Rewrite the entries from the line containing "Where can the metal" through the end of the entries, replacing "hiker" with "climber" and leaving everything else the same.
►
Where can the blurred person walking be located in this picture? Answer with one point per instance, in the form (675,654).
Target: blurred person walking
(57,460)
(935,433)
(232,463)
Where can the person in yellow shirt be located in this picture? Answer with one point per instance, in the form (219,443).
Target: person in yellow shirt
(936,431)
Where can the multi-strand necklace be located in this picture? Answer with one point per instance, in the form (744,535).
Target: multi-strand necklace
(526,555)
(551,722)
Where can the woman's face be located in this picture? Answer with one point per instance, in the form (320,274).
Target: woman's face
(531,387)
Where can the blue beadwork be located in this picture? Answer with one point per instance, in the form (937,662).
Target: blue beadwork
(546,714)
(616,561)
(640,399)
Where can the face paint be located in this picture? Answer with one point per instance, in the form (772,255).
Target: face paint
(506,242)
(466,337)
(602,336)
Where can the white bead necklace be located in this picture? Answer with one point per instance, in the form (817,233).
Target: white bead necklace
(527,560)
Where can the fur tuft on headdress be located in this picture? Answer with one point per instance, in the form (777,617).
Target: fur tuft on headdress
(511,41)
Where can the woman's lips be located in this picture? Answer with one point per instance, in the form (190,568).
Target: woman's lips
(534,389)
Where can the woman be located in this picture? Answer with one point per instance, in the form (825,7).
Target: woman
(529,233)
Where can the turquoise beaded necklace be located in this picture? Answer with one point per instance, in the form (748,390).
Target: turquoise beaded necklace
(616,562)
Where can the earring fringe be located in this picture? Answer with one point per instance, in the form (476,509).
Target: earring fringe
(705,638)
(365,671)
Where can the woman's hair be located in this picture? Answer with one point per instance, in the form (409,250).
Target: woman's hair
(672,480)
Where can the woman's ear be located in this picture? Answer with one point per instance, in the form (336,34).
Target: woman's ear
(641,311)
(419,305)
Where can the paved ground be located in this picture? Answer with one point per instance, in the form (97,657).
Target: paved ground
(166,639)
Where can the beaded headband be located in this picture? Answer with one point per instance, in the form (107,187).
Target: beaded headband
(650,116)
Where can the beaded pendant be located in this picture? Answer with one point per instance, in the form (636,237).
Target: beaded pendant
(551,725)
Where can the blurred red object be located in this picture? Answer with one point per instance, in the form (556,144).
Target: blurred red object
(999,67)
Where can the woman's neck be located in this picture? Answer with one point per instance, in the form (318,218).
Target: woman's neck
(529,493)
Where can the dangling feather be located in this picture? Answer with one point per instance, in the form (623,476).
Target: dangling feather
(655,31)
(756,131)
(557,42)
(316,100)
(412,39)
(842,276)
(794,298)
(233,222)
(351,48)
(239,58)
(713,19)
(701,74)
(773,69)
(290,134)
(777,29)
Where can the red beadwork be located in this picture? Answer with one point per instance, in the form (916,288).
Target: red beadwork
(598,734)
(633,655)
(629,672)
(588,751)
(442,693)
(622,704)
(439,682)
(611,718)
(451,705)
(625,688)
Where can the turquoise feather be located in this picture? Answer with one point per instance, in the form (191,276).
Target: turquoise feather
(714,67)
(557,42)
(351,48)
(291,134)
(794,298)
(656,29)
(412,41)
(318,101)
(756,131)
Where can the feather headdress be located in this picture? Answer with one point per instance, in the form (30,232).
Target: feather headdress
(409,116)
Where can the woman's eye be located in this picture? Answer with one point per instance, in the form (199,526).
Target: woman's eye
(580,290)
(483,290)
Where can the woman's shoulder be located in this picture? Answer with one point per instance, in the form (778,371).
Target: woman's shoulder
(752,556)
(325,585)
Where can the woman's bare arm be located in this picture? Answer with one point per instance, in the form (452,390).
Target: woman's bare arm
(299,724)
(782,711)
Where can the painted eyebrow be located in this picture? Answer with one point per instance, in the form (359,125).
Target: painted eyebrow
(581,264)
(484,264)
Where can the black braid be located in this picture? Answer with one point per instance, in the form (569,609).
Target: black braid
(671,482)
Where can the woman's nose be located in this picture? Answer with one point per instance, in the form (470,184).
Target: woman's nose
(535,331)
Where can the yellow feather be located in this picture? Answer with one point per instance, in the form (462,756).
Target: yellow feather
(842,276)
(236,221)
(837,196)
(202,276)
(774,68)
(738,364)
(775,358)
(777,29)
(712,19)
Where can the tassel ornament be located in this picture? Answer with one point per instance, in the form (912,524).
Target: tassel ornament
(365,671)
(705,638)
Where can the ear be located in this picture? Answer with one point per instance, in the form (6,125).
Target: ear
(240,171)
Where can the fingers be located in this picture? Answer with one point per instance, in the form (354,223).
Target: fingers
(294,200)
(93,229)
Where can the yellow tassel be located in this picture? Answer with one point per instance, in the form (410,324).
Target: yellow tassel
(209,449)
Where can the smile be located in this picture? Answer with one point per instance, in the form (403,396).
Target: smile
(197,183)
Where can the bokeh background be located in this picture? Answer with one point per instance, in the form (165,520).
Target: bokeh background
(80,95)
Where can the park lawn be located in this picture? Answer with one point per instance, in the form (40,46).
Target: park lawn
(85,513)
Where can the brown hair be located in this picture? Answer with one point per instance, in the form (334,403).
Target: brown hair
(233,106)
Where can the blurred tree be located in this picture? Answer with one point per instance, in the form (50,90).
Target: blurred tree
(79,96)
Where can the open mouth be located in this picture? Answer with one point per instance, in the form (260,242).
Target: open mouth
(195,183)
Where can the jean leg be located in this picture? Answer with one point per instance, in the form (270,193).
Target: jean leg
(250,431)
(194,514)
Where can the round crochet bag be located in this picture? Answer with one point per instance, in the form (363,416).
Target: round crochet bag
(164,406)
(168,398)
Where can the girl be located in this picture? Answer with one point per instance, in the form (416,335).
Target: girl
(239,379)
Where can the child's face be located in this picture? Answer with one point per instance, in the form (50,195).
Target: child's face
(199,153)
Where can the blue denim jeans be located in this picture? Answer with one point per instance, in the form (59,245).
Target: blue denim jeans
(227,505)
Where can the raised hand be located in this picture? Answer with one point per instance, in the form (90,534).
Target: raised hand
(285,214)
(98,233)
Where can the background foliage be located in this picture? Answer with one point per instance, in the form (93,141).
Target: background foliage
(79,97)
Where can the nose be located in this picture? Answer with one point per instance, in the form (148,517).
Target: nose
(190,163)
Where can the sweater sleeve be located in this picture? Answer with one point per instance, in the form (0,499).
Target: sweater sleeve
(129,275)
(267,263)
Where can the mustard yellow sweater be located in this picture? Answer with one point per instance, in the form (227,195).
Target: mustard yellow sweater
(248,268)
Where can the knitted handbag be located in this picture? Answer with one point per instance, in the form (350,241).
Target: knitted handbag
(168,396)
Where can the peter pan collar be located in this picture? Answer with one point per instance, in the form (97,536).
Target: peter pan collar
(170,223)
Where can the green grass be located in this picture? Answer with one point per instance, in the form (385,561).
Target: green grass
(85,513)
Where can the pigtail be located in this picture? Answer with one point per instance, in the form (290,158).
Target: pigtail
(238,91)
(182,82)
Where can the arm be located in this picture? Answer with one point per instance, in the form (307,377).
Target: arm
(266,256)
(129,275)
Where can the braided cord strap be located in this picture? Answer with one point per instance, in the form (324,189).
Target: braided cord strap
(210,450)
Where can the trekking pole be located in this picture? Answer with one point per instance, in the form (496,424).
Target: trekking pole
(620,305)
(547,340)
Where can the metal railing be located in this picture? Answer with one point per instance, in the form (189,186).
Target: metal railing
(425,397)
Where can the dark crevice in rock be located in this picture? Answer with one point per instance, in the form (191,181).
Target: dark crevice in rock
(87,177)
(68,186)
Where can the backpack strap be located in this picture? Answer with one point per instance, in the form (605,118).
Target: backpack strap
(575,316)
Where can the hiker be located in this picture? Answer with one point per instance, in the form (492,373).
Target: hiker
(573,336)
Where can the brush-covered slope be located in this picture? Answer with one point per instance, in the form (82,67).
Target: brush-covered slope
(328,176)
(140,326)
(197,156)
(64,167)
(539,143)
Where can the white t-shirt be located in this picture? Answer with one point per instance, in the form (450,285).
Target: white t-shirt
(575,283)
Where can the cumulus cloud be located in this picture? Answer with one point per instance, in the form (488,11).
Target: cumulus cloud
◄
> _ANSWER TO THIS PROBLEM_
Where can the metal railing be located in this picture? Answer with one point per instance, in the form (189,186).
Target: metal railing
(425,397)
Where can the dark crevice in rock be located in this picture? Answer with one point per instance, in the form (191,181).
Target: dark crevice in rock
(87,177)
(68,186)
Where can the backpack strap be located in this picture? Answer with one point per instance, in the form (605,118).
Target: backpack strap
(575,316)
Where can the climber be located in this picture? Answer with one point per instance, in the form (492,373).
Target: climber
(573,336)
Where can the brush-covered slope be located in this picture? Answer with one point per instance, in the form (82,67).
Target: brush-covered slope
(328,176)
(140,326)
(197,156)
(64,167)
(539,143)
Where can the white t-shirt be located in this picture? Answer with one point per instance, in the form (450,285).
Target: white t-shirt
(575,283)
Where can the cumulus cloud be located in this picture? Answer with one point per instance, in the form (488,11).
Target: cumulus cloud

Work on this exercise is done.